### Исходный текст:
================

Ты должна быть сутулой и бледной. Как родилась мода на «чахоточность»

Туберкулез — опасная болезнь, но когда-то чахотка для мира была романтическим недугом (с расистскими нюансами).

Почти все героини классической литературы буквально: болезненно худая девушка с бледной кожей, холодными руками и впалыми щеками. Спасибо эпохе романтизма за, пожалуй, одну из первых масштабных нездоровых романтизаций.

В своей книге американский историк Франк Сноуден рассказывает, как болезни повлияли на ход истории и обществеенные представления о жизни и смерти, красивом и уродливом.

Отрывок из книги Франка Сноудена «Эпидемии и общество: от Черной смерти до новейших вирусов»

Наиболее исчерпывающим изложением «романтической» интерпретации туберкулеза стал труд Лаэннека, выдающегося специалиста эпохи. В итоге и сам умерший от туберкулеза в 1826 г.

Лаэннек всю свою недолгую жизнь провел за тем, что выслушивал грудные клетки чахоточных пациентов, которых навещал в палатах больницы Неккер, сопоставляя услышанное с патологическими изменениями, которые наблюдал на анатомическом столе в ходе посмертных вскрытий.

Главный вклад Лаэннека в понимание механизмов туберкулеза многообразен, в том числе разработка метода опосредованной аускультации и предположение, сделанное на основании наблюдений и аккуратных вскрытий бугорков-туберкулов, образующихся по всему телу: на вид разрозненные повреждения органов в действительности представляют собой проявления одного и того же специфического заболевания.

Поняв, что образование туберкулов первично для развития этой болезни, Лаэннек объединил ряд патологий, которые ранее считались несвязанными. Так он стал отцом-основателем единой теории туберкулеза.

Наибольшее влияние оказала его доктрина эссенциалистской концепции, которая до революционного открытия, сделанного Кохом, доминировала в представлениях о туберкулезе как в профессиональном сообществе, так и в сознании общественности. Эссенциалистской теория Лаэннека называлась потому, что предполагала причину болезни в природе — или сущности (лат. essentia) — самого организма.

Лаэннек был ярым противником контагионизма и утверждал, что чахотка передается по наследству, развивается из-за внутренних особенностей организма и обусловлена его конституцией. По собственному выражению Лаэннека, это был врожденный диатезис — греческое слово, означающее предрасположенность. То есть главной причиной склонности человека к чахотке был унаследованный или врожденный дефект.

Из-за него человек становился уязвим к воздействиям окружающей среды, непосредственным или ускоряющим процессам, которые и провоцировали в восприимчивом организме болезнь. А значит, туберкулез — это судьба, предначертанная человеку и его телу от рождения. Следовательно, жертвы чахотки невинны и, в отличие от больных сифилисом или оспой, не представляют опасности для сородичей.

================

### Предоставленные записи:
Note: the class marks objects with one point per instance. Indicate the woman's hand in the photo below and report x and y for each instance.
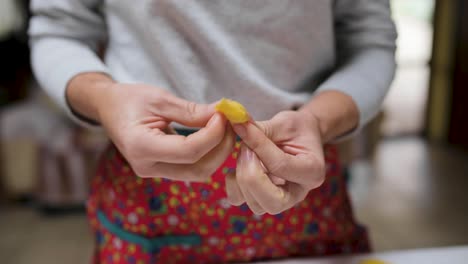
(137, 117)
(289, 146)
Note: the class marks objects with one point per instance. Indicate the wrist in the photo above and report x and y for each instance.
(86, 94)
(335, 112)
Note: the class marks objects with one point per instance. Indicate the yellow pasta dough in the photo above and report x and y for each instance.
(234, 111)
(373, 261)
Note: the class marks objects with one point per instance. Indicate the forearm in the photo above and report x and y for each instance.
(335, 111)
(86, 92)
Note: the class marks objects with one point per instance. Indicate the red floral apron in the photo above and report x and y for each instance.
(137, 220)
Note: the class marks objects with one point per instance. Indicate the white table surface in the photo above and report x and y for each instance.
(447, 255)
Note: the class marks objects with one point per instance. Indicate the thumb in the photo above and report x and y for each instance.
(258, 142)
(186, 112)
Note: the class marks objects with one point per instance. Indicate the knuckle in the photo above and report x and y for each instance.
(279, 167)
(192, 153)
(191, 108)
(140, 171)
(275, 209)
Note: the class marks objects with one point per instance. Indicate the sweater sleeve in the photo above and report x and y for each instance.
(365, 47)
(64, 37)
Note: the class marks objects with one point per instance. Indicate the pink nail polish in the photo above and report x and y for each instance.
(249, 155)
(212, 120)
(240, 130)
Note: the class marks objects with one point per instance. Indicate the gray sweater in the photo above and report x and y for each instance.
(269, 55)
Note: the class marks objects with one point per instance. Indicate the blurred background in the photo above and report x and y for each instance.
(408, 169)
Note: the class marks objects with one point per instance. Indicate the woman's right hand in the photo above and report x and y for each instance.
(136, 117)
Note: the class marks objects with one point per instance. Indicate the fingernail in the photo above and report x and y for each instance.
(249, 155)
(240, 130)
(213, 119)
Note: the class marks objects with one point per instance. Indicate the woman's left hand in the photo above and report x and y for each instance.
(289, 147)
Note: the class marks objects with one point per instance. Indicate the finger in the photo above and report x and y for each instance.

================

### Задание:
Что, согласно исходному тексту, означает греческое слово «диатезис»?

### Результат выполнения:
Оно означает предрасположенность.